--- start of Excerpted data ---
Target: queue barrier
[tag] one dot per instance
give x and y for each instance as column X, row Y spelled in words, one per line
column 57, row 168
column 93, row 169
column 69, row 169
--- end of Excerpted data ---
| Problem requirements |
Could you set down every one of the items above, word for word and line for line?

| Result |
Target: queue barrier
[tag] one dot per instance
give x and y for each instance as column X, row Y spelled in words, one per line
column 57, row 168
column 93, row 169
column 69, row 169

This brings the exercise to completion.